• _SHORT TASK 1_: Please duplicate everything in the Rodica Sutzu biography from "Rodica Lucia Sutzu" down to "Minister Mihai Antonescu.".
• _SHORT TASK 2_: List every person named in the Life section of the Rodica Sutzu biography, leaving out Sutzu herself.
• _SHORT TASK 3_: Write the next part of the biography of the composer Rodica Sutzu, picking up after its final sentence.

= Rodica Sutzu =

Romanian composer

Rodica Lucia Sutzu (15 April 1913 – 8 May 1979) was a Romanian composer and pianist who studied with Nadia Boulanger and served as the Romanian Radio piano soloist and master of sound for almost 20 years. She won the George Enesco Composition Prize in 1933, and was awarded the Workers’ Medal in 1953. Her husband was chief of staff of the Romanian Deputy Prime Minister.

== Life ==
Sutzu was born in Iași to Elena Jules Cazaban and Rudolf Sutzu. Her father was a publicist and a descendant of the aristocratic Soutzos family. Her mother came from a family of artists and musicians which included the composer Mansi Barberis. Sutzu married Radu Diamandi Demetrescu, who served as the chief of staff for Romanian Deputy Prime Minister Mihai Antonescu.

• _MATERIAL_:
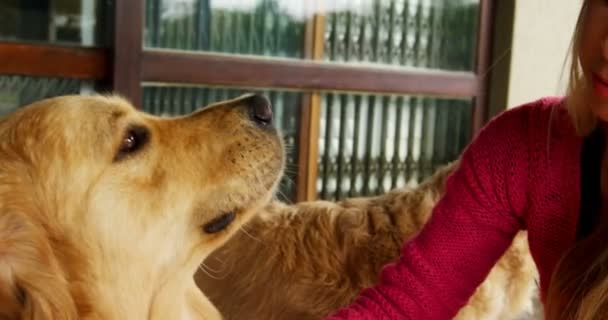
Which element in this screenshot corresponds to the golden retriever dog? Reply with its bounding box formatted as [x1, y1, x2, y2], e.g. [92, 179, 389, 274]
[195, 162, 537, 320]
[0, 95, 284, 320]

• _EXERCISE ANSWER 1_:
Rodica Lucia Sutzu (15 April 1913 – 8 May 1979) was a Romanian composer and pianist who studied with Nadia Boulanger and served as the Romanian Radio piano soloist and master of sound for almost 20 years. She won the George Enesco Composition Prize in 1933, and was awarded the Workers’ Medal in 1953. Her husband was chief of staff of the Romanian Deputy Prime Minister.

== Life ==
Sutzu was born in Iași to Elena Jules Cazaban and Rudolf Sutzu. Her father was a publicist and a descendant of the aristocratic Soutzos family. Her mother came from a family of artists and musicians which included the composer Mansi Barberis. Sutzu married Radu Diamandi Demetrescu, who served as the chief of staff for Romanian Deputy Prime Minister Mihai Antonescu.

• _EXERCISE ANSWER 2_:
Elena Jules Cazaban
Rudolf Sutzu
Mansi Barberis
Radu Diamandi Demetrescu
Mihai Antonescu

• _EXERCISE ANSWER 3_:
Sutzu attended the Iasi Conservatory and the Ecole Normale in Paris. Her teachers included Diran Alexanian, Nadia Boulanger, Aspasia Burada, Alfred Cortot, George Dandelot, Petre Elinescu, Gavriil Galinescu, Blanche Basscouret de Geraldi, Lazare Levy, Sofia Teodoreanu, and Ginette Waldmeyer.

Sutzu was a composer and a pianist. She was the Romanian Radio piano soloist and master of sound from 1937 to 1955, accompanying artists such as Mircea Barsan, George Enesco, and Theodor Lupu, and performing with major orchestras as a soloist. She became a piano professor at the George Enesco Music School in 1959, and lectured at the Bucharest Pedagogic Institute until 1968. She was awarded the George Enesco Composition Prize in 1933, and the Workers’ Medal in 1953.

Her compositions include chamber pieces and piano works. She also wrote three pieces for theatre plays:

== Chamber ==

- Piece, opus 4 (cello and piano)
- Prelude, opus 28 (oboe and piano)

== Piano ==

- Ballad in c minor
- Concert Waltz (two pianos)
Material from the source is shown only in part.